**Given task**
Copy out every line below that contains the string "segment". Case counts.

**Task inputs**
=-=-=-=-=
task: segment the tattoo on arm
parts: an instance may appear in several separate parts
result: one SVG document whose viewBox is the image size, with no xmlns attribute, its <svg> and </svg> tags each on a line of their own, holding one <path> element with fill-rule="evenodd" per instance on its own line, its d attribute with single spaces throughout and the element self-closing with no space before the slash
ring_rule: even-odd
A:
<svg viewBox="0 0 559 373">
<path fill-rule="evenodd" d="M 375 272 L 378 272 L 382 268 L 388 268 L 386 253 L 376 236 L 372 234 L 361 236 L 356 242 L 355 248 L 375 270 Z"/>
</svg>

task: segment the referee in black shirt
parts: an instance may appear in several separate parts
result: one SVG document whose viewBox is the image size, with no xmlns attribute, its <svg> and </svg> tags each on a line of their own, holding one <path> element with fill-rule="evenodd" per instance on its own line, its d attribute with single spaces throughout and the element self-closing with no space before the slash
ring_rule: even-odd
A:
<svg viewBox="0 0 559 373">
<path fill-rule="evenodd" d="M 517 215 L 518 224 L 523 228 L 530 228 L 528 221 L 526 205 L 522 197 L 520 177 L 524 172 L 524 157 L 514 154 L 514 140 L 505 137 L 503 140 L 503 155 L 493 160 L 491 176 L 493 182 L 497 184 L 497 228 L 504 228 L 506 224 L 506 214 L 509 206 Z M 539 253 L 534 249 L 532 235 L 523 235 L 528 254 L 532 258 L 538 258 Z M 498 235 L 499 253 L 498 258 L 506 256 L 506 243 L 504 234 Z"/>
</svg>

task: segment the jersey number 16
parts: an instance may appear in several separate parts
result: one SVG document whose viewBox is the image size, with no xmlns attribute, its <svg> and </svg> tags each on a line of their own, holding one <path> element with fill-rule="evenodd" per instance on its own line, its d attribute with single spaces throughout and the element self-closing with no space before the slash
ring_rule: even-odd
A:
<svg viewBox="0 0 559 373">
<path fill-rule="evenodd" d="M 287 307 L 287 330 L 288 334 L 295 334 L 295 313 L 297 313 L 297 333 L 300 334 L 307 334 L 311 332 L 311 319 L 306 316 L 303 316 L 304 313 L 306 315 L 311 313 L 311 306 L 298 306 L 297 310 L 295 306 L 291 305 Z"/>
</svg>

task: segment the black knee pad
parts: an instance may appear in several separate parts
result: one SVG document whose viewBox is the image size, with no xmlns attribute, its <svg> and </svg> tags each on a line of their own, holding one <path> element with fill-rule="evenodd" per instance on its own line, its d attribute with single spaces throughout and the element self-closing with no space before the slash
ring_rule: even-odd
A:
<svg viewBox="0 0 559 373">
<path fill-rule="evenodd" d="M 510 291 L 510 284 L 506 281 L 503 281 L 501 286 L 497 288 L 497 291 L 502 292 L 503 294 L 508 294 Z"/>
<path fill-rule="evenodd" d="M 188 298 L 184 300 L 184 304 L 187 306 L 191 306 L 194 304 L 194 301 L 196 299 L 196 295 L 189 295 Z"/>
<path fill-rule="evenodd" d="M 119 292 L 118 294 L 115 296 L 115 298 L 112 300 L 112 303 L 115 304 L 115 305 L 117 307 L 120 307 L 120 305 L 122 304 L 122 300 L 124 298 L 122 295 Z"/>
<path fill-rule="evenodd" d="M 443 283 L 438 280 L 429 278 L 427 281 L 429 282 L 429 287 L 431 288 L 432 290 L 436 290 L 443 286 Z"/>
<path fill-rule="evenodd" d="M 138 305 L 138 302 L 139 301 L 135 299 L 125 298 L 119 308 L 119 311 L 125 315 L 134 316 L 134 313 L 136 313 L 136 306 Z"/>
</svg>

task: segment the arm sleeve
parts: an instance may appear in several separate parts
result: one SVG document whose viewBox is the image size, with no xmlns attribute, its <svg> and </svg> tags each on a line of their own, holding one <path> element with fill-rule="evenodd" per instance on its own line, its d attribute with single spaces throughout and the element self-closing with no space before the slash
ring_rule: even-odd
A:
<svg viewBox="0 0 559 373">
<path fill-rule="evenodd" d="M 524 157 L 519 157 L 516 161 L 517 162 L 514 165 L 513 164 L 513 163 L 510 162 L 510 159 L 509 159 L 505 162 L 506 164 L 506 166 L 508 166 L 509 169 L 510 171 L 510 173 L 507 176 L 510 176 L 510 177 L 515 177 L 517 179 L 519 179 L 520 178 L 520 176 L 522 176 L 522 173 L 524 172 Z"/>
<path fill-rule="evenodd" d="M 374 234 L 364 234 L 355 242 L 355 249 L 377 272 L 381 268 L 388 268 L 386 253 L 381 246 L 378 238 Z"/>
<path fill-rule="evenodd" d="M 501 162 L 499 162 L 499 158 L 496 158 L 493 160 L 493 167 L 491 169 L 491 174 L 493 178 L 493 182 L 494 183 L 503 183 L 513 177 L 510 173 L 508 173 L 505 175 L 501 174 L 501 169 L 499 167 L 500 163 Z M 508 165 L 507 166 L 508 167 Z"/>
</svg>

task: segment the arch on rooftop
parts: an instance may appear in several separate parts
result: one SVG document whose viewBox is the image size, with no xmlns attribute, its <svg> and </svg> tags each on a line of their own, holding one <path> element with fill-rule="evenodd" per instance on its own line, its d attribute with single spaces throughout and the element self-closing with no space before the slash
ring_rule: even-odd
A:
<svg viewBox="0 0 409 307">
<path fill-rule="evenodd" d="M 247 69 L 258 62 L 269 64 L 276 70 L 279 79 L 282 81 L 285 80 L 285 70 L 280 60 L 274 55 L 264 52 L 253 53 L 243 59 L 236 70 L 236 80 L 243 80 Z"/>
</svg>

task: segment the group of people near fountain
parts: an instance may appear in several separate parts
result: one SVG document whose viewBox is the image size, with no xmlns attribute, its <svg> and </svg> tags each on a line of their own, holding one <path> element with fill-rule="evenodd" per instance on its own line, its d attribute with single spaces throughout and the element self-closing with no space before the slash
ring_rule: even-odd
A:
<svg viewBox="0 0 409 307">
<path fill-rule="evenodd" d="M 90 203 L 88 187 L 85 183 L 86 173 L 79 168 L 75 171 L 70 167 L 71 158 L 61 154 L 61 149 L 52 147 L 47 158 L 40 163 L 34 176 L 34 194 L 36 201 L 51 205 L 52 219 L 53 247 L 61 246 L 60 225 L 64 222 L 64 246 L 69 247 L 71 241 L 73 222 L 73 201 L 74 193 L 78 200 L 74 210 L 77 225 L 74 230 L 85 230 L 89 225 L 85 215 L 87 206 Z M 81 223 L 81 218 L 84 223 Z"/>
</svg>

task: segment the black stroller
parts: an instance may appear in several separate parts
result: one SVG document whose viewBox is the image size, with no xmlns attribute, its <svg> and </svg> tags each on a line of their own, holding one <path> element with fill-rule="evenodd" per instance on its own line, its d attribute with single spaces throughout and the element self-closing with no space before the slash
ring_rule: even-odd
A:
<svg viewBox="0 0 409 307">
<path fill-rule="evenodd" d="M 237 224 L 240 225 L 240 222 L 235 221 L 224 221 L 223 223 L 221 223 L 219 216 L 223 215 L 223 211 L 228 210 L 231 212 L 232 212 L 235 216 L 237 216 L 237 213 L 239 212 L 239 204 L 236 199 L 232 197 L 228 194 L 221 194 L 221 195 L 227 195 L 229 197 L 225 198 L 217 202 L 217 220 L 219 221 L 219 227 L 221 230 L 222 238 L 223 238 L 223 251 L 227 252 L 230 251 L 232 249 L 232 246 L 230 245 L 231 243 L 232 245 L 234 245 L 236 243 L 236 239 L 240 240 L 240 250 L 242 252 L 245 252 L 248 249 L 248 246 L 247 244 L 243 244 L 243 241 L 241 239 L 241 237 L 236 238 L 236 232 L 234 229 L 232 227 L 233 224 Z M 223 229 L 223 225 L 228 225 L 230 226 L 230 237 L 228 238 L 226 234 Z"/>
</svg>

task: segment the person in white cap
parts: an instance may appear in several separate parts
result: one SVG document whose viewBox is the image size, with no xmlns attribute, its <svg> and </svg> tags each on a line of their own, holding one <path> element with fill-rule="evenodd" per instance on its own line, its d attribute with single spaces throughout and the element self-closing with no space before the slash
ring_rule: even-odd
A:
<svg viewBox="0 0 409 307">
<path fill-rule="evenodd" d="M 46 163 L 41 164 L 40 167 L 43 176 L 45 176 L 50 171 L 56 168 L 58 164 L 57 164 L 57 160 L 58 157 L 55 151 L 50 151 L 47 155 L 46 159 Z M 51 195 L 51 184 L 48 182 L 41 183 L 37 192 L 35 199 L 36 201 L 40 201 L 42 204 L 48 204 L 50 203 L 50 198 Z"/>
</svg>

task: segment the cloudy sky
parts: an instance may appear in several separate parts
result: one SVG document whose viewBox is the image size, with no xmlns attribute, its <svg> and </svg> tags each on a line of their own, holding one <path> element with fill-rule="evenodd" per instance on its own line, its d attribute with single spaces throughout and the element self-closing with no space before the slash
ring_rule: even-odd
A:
=-=-=-=-=
**Solution for this task**
task: segment the tattoo on arm
task: segment the referee in black shirt
task: segment the jersey number 16
task: segment the black knee pad
task: segment the arm sleeve
task: segment the arch on rooftop
task: segment the group of people near fountain
task: segment the black stroller
task: segment the person in white cap
task: segment the cloudy sky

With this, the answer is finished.